## The problem
An exact copy of the entries is required, with every image omitted.

## Data
┌──
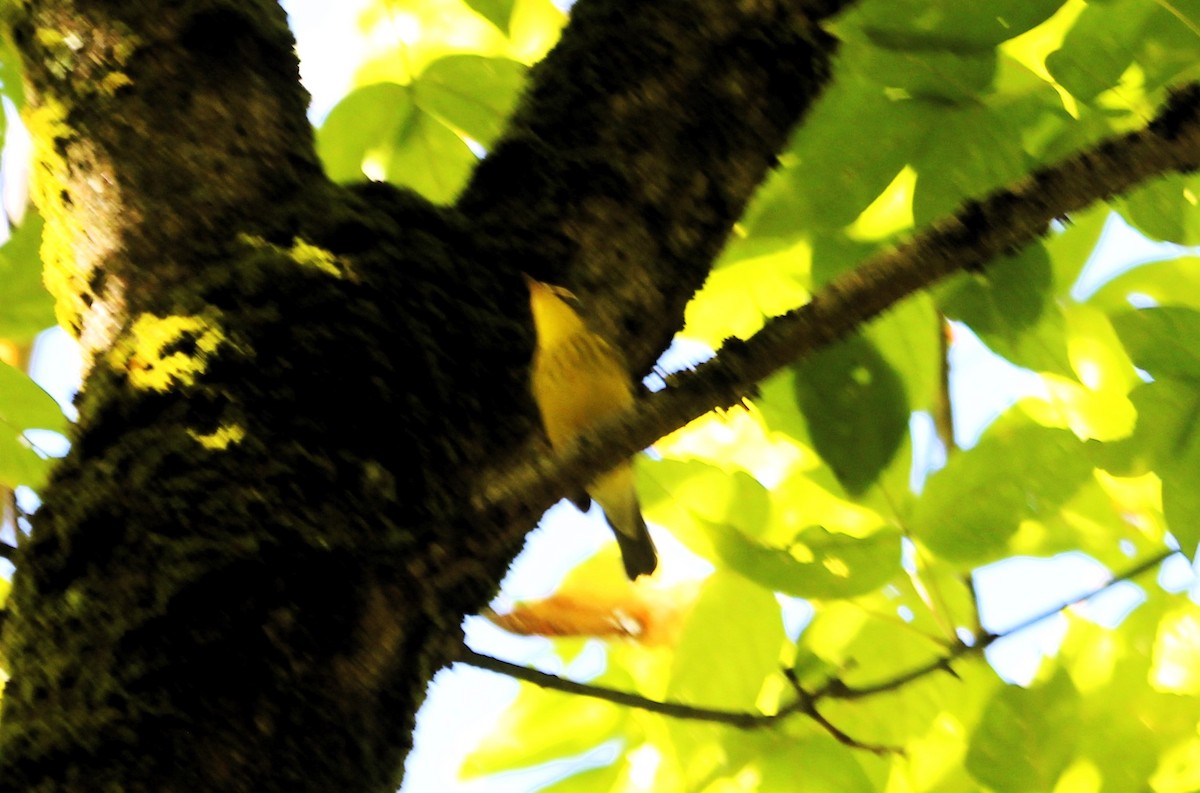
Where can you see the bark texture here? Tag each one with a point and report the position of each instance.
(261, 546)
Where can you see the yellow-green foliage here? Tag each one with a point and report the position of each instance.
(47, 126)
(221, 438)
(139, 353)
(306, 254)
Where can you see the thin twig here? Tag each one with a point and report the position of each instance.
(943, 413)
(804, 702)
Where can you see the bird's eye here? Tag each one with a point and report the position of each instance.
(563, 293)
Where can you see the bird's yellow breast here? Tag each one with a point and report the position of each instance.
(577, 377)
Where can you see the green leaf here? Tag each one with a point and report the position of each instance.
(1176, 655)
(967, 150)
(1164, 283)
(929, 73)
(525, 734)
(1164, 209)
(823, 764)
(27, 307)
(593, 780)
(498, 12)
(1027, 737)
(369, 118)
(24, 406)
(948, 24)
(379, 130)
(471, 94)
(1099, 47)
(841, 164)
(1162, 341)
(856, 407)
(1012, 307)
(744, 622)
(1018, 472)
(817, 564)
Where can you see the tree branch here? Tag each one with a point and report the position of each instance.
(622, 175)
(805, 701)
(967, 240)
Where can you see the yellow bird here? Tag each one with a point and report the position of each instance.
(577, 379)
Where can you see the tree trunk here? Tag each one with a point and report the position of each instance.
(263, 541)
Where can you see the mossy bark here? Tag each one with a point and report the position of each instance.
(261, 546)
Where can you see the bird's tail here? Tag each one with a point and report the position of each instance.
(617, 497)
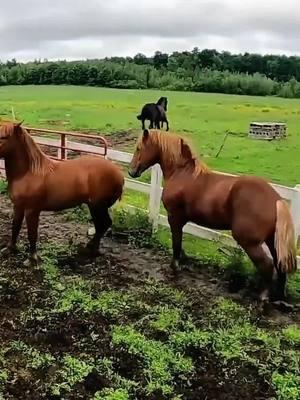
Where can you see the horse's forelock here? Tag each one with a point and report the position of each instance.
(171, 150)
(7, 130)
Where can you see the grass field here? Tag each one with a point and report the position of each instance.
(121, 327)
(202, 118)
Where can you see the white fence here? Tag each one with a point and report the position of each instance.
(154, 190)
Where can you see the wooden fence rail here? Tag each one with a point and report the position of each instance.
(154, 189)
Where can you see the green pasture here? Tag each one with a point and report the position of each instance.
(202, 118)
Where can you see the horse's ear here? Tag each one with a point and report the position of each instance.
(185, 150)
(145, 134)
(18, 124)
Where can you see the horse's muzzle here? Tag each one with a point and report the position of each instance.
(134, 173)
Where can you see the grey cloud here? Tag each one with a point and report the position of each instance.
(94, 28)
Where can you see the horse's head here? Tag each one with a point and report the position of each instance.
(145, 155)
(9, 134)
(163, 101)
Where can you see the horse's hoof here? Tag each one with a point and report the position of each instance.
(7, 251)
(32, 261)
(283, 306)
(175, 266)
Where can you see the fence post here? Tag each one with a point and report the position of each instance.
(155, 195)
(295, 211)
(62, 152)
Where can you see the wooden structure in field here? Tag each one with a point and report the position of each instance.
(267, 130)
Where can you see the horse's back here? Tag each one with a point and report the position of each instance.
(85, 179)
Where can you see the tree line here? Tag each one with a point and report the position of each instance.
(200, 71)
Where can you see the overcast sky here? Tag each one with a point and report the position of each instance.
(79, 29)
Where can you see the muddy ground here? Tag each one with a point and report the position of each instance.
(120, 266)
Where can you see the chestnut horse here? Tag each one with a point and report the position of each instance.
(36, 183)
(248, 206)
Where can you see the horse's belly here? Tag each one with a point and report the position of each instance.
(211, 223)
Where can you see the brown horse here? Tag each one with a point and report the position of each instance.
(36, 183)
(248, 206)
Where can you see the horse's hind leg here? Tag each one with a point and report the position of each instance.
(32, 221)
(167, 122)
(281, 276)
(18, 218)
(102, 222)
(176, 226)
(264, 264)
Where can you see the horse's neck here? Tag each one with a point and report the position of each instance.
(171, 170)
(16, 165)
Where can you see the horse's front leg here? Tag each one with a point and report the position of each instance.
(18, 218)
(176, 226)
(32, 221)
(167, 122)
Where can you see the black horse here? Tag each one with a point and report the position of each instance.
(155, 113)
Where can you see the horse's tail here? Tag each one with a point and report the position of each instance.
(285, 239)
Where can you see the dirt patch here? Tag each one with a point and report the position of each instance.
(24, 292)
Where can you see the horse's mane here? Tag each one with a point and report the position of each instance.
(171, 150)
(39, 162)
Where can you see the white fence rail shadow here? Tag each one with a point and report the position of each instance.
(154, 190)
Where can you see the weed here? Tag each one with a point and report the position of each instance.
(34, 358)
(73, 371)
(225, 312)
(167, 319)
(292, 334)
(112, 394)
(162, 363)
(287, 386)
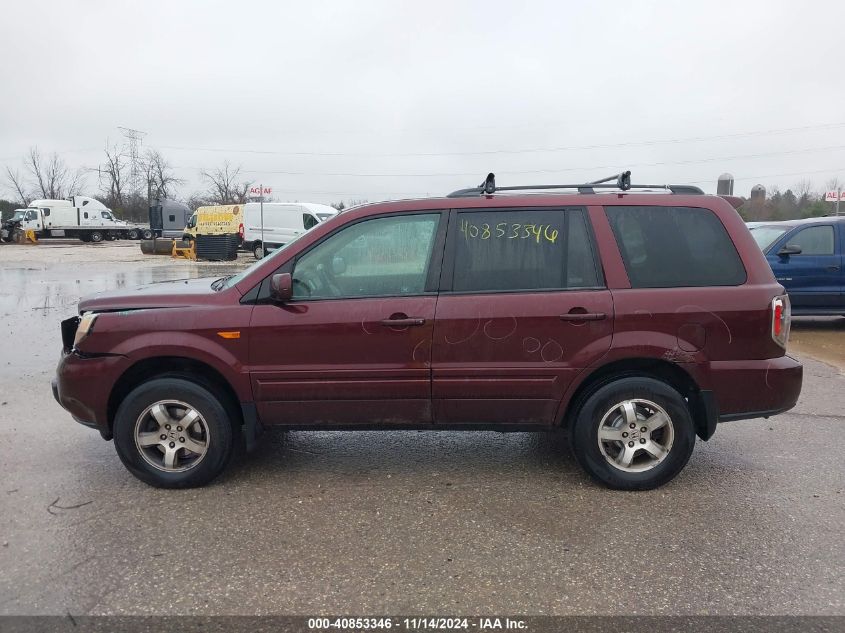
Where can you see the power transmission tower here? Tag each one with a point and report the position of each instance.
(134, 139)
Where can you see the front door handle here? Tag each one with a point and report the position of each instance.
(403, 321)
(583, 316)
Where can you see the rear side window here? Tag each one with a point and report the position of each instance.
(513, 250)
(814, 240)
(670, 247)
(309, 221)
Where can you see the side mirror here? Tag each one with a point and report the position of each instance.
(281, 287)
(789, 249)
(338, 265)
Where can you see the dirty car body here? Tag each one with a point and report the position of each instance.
└──
## Written solution
Where can you see the bark texture here? Tag each one with a point and report the position of each instance.
(261, 546)
Where can you see the yellow-green foliage here? Tag each one with a point and report the position of each instance.
(47, 126)
(221, 438)
(139, 353)
(306, 254)
Where can you see the thin twig here? Tag each one with a point and report the position of each instance.
(943, 413)
(804, 702)
Where can you see the bird's eye here? Tag each one with a point and report the position of each instance.
(563, 293)
Where can you see the bird's yellow breast here? Tag each one with a point and report the position of each instance.
(577, 377)
Where can you see the green leaf here? Tag each one with a point and report the position of each instance.
(1176, 655)
(967, 150)
(1164, 283)
(929, 73)
(525, 734)
(1164, 209)
(823, 764)
(27, 307)
(593, 780)
(498, 12)
(1027, 737)
(369, 118)
(24, 406)
(948, 24)
(379, 130)
(471, 94)
(1099, 47)
(841, 164)
(1162, 341)
(856, 407)
(1012, 307)
(744, 622)
(1018, 472)
(817, 564)
Where can you see the tree branch here? Tag each one with a point and report the position of each instance.
(622, 175)
(805, 701)
(967, 240)
Where can you see the yellow bird here? Tag each one with a point and report the position of each instance.
(577, 379)
Where can you see the tree trunk here? Tag each one with a point and report the position of each instance.
(263, 541)
Where can you see the mossy bark here? Tag each one with a point and report the position of each instance.
(261, 546)
Where can you see the bird's tail here? Tag each one with a point and report the position of each instance.
(617, 497)
Where can you see the horse's forelock here? Tag each one with a point and report the position of each instance.
(171, 150)
(7, 130)
Where can you see the grass field here? Tag each one with a point and report the position of each instance.
(121, 327)
(202, 118)
Where can you see the white fence here? Tag each one with a point and report the position of each instance.
(154, 190)
Where can you see the wooden fence rail here? Tag each one with a point and report the position of each instance.
(154, 189)
Where can you see the green pasture here? Tag each one with a point and report the position of each instance.
(202, 118)
Where can you see the horse's ear here? Tag each one with a point and report the position of each instance.
(185, 150)
(145, 134)
(18, 124)
Where can you see the horse's muzzle here? Tag each one with a point and report the position of each instance.
(134, 173)
Where can you see the grey cloud here? Tag each one with a point and report the position of each instance.
(94, 28)
Where can you see the horse's head here? Tag each one with a point and report the position of each instance.
(145, 155)
(9, 134)
(163, 101)
Where can you see the horse's hoof here? Tag each one with a point and report the position of each instance.
(7, 251)
(32, 261)
(283, 306)
(175, 266)
Where can you see the fence post here? Tag each one with a point and report the position of each instance.
(155, 195)
(295, 211)
(62, 152)
Where can you see the wooden structure in field here? Tag each one with a point and report the position of each instance.
(267, 130)
Where can you see the horse's back here? Tag each one with a point and report the position of each instance.
(85, 179)
Where can you see the tree line here? Tag each one with a point and report the position of each instance.
(200, 71)
Where can you see the overcast sky here? Tag each one with a point and report the position of each instance.
(79, 29)
Where can you see the muddy ground here? Tag each one with a point and report the position of each instance.
(120, 266)
Where can you see the chestnut horse here? Tag each one with a point and report the position of each instance.
(36, 183)
(248, 206)
Where can you see the horse's belly here? Tag each one with a point and report the position of each instance.
(211, 223)
Where can you see the brown horse here? Tag each one with a point and report the position of each instance.
(36, 183)
(248, 206)
Where can you see the horse's hind leg here? Tag each one with a point and report the position of each instance.
(32, 221)
(167, 122)
(281, 276)
(18, 218)
(102, 222)
(176, 226)
(264, 264)
Where can you see the horse's neck here? Tag each one with a point and report the position of each instance.
(171, 170)
(16, 165)
Where can you see the horse's front leg here? Tag each one with a point and report the position of each instance.
(18, 218)
(176, 226)
(32, 221)
(167, 122)
Where can you see the black horse here? Tag each one with a point and report the position of each instance.
(155, 113)
Where can you see the horse's tail here? Tag each one with a point and report the position of each instance.
(285, 239)
Where can you see the dirt patch here? Tag each one with a point and report the position of each instance.
(24, 292)
Where can you see the horse's mane here? Tag each one with a point and report the position of each instance.
(171, 150)
(39, 162)
Where can you see the white fence rail shadow here? Tag each one with a point and report the position of each instance.
(154, 190)
Where can you see the weed here? Tag each one with a point and report the position of each instance.
(34, 358)
(73, 371)
(225, 312)
(167, 319)
(292, 334)
(112, 394)
(162, 363)
(287, 386)
Where can you see the power transmission tower here? Tag each one with a point and report the position of each instance.
(134, 139)
Where can you see the front door handle here? Tag each one with a point and report the position of each instance.
(403, 321)
(583, 316)
Where can you see the rear side window here? Tag each one with a point and report the position of each instance.
(513, 250)
(814, 240)
(670, 247)
(309, 221)
Where can you see the side mirror here? Tag each one with a point and report the position of each instance.
(281, 287)
(789, 249)
(338, 265)
Where can you see the dirty car body here? Tag each one with a point and report the position of each instance.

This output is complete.